▶ [What you have to do]:
Substitute "Hong Kong" for "Singapore" in the passage of the cruise ship fire report starting with "Doctors had decided" and going on through "were not returned.", and write out that passage again.

▶ [Selected extract]:
============================================================

MANILA - A luxury cruise ship with nearly 600 mostly American and European tourists was adrift in Philippine waters Saturday after an engine room fire that injured five crew, the coast guard said. The fire late Friday had been contained but it left the Azamara Quest without propulsion in calm waters in the Sulu Sea, the cruiseliner said. As a precaution, the captain had initially asked all passengers to prepare to leave the ship, but an evacuation was not necessary in the end, Azamara Club Cruises said on its website. "There were no injuries of guests reported and the atmosphere aboard is calm," it added.

The crew later restored power to one of the ship's engines, allowing the vessel to resume air conditioning, running water, plumbing and refrigeration.

Both the liner and the Philippine Coast Guard said the blaze caused smoke-related injuries to five crew members who were treated on board.

Philippine Coast Guard spokesman Algier Ricafrente told AFP the vessel was carrying 590 mostly American and European passengers and was manned with a 411-member crew.

Coast guard Ensign June Greanata told AFP by telephone from Puerto Princesa, the nearest Philippine port, that a Philippine Navy vessel had been sent to help the stricken vessel.

Doctors had decided none of the five injured crew needed to be airlifted to hospital on land, she added.

The nationalities of the injured crew members were not disclosed, although the Philippine transportation department said it was aware about 120 of them are Filipinos.

Calls by AFP to the cruiseliner's Asia offices in Singapore were not returned.

The Malta-flagged liner, described on its website as a 30,277-tonne vessel, said that due to the fire it would abort the voyage when it reaches the Malaysian port of Sandakan in Borneo.

"Engineers onboard Azamara Quest continue to work on restoring propulsion to the ship. Once they have restored the ship's propulsion, Azamara Quest will sail directly to Sandakan," it added.

The coast guard spokeswoman said its operators, Florida-based Royal Caribbean Cruises, also dispatched a salvage vessel to tow the stricken ship should its onboard engineers fail to get it up and running again.

============================================================

▶ [Collected material]:
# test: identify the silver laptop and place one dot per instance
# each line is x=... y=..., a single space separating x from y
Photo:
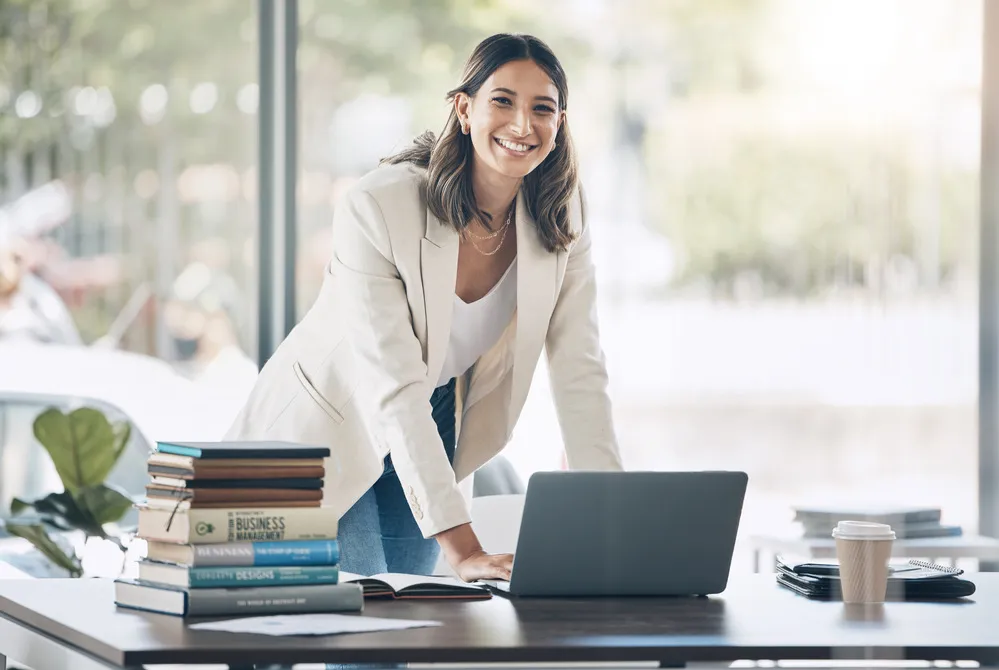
x=626 y=534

============================================================

▶ [Response]:
Doctors had decided none of the five injured crew needed to be airlifted to hospital on land, she added.

The nationalities of the injured crew members were not disclosed, although the Philippine transportation department said it was aware about 120 of them are Filipinos.

Calls by AFP to the cruiseliner's Asia offices in Hong Kong were not returned.